### Excerpt to read
◆ ◆ ◆ ◆ ◆ ◆ ◆
Labor Fascism in Chattanooga
As the labor movement tells the story, two months ago, the silly, ungrateful Volkswagen factory workers in Tennessee foolishly rejected the generous invitation of the company and the United Auto Workers to welcome the Detroit-killing union with open arms.
In an election supervised by the federal National Labor Relations Board (NLRB), the workers in VW's Chattanooga plant rejected UAW representation by a vote of 712 to 626.
Amazingly, the UAW and the automaker both refuse to take the workers' "no" for an answer. The two sides are acting in unison to overturn the democratically expressed will of the workers.
Nullifying an election by fiat with the collusion of corporate management and organized labor is something we would expect to see in a nation dominated by fascism, a dangerous foreign ideology embraced by President Obama and the so-called progressives of the early twentieth century and today.
And this push to eviscerate the legal rights of VW employees is yet more proof that the management philosophy of the automobile manufacturer founded by Adolf Hitler hasn't evolved much since the fall of the Third Reich.
Many Americans don't know that in 1937, Hitler's government created the then-government-owned automobile manufacturer originally called Gesellschaft zur Vorbereitung des Deutschen Volkswagens mbH (German for "Society for the preparation of the German People's Car"). It was soon renamed Volkswagenwerk (German for "The People's Car Company").
At a 1938 National Socialist German Workers' Party rally, the Nazi dictator boasted, "It is for the broad masses that this car has been built. Its purpose is to answer their transportation needs, and it is intended to give them joy."
While the Hitlermobile may be a popular car that has brought joy to millions, in recent months it hasn't done the same for those who work assembling it in the Volunteer State.
The company, the union, and the Obama administration have been working together in a public-private partnership to oppress Volkswagen employees. Volkswagen corporate leadership in Chattanooga conspired with the radical United Auto Workers to promote the unionization of the workforce at the plant.
The UAW, by the way, has long underwritten left-wing radicalism. The infamous Port Huron Statement was formulated in 1962 at a UAW camp in Port Huron, Mich.
The declaration, composed largely by radical leftist Tom Hayden, later a California state lawmaker and a one-time husband of Viet Cong enthusiast Jane Fonda, asserted that the American system was beyond redemption and reform, hopelessly mired in racism, militarism, and nihilistic materialism.
The Statement became the founding document of Hayden’s group Students for a Democratic Society (SDS), an organization that would give birth to Bill Ayers's Weather Underground terrorist group a few short years later.
In Chattanooga this year, management openly encouraged workers to back the union and even allowed union goons onto the shop floor to intimidate workers into supporting union certification.
◆ ◆ ◆ ◆ ◆ ◆ ◆
### Extracted records
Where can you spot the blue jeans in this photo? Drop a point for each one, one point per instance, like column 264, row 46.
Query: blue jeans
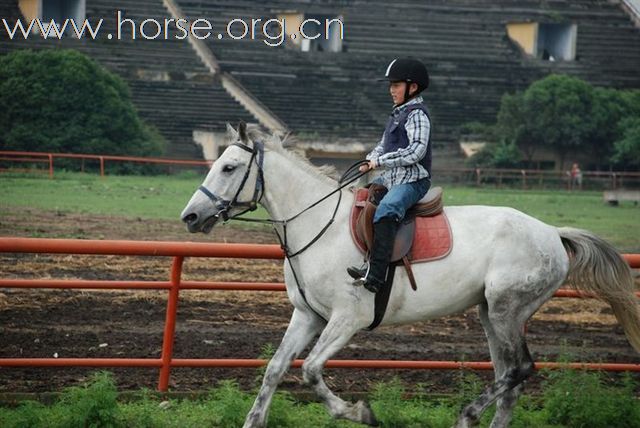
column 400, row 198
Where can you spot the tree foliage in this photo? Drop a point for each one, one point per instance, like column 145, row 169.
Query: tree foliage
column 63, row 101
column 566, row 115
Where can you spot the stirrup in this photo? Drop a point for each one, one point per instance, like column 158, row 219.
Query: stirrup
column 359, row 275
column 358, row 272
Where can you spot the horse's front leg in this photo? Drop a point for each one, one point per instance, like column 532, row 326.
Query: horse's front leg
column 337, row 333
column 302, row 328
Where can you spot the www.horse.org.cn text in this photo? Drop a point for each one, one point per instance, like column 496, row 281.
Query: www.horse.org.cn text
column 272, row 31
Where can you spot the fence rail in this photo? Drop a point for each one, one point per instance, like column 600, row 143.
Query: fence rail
◆ ◆ ◆ ◆ ◆ ◆ ◆
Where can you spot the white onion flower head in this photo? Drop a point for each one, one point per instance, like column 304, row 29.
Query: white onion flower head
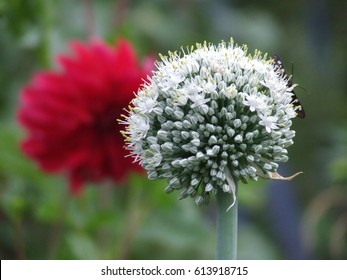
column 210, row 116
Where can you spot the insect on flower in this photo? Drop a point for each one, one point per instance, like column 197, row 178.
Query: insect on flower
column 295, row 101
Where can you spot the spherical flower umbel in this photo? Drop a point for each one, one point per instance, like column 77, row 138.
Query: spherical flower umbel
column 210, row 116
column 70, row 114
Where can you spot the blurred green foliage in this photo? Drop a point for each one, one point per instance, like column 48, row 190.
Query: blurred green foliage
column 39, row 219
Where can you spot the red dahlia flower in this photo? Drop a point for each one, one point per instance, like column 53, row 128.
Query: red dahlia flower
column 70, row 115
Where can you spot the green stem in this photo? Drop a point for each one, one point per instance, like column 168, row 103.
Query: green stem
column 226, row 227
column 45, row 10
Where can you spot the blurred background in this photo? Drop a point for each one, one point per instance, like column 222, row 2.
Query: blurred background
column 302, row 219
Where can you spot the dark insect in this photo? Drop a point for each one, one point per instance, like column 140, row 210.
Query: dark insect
◆ ◆ ◆ ◆ ◆ ◆ ◆
### Tasks
• 1. Copy the Chattanooga article word for word from "Many Americans don't" to "the Volunteer State.".
• 2. In the Chattanooga article, what was the vote by which workers at VW's Chattanooga plant rejected UAW representation?
• 3. Write the next part of the Chattanooga article, picking up after its final sentence.
The rows are separate from the Chattanooga article.

### In response
• 1.
Many Americans don't know that in 1937, Hitler's government created the then-government-owned automobile manufacturer originally called Gesellschaft zur Vorbereitung des Deutschen Volkswagens mbH (German for "Society for the preparation of the German People's Car"). It was soon renamed Volkswagenwerk (German for "The People's Car Company").
At a 1938 National Socialist German Workers' Party rally, the Nazi dictator boasted, "It is for the broad masses that this car has been built. Its purpose is to answer their transportation needs, and it is intended to give them joy."
While the Hitlermobile may be a popular car that has brought joy to millions, in recent months it hasn't done the same for those who work assembling it in the Volunteer State.

• 2. 712 to 626.

• 3.
All of this anti-democratic activity is the textbook definition of fascism, or to be more precise, corporatism, the economic expression of fascism. "Fascism," Benito Mussolini reportedly said, "should more properly be called corporatism because it is the merger of state and corporate power."
Volkswagen is far from alone among the big German corporations that embrace corporatism. It is part of the corporate culture in the land of lederhosen.
The German model of management-employee collaboration is a fascistic political vehicle known by the euphemism Betriebsrat, or works council. In order to secure greater productivity and labor peace, U.S. companies generally do something sensible, like, for example, giving workers an opportunity to buy stock in the company for which they work. But in works councils, labor and management essentially come together and sing Kumbaya, at least in theory.
But the NLRB has ruled that works councils constitute company unions that are forbidden by the National Labor Relations Act. Such in-house unions are prohibited as a matter of public policy because they become front groups for management. In America, a labor union is supposed to independently represent workers.
In an effort to impose Hitlerian best practices on the Chattanooga workers, Volkswagen is working to surrender control to the UAW, even though the union blew the election.
“Volkswagen is seriously considering discarding the election results in collusion with the union and gaining cover by a potential upcoming NLRB decision,” said Matt Patterson, the principal architect of the UAW's shellacking at the polls. Volkswagen's union overseas has put "a gun to their head in Germany" and is strong-arming the company into unionizing the Chattanooga facility, the will of the workers be damned, explained Patterson, who is executive director of the Center for Workplace Freedom.
President Obama's puppets on the NLRB are eager to tip the scales in favor of Big Labor. That entity is scheduled to hold a hearing April 21 to listen to the union's absurd contention that outside sources unfairly influenced the unionization vote. According to the union, anti-UAW figures such as former Chattanooga mayor-turned-U.S. Sen. Bob Corker (R-Tenn.) and other local politicians are outsiders who should have kept their mouths shut on a matter that affects the constituents who elected them. UAW is trying to intimidate its opposition by subpoenaing documents from Corker and others.
An academic shill for the labor movement seems to suggest that UAW opponents have no right to freedom of speech.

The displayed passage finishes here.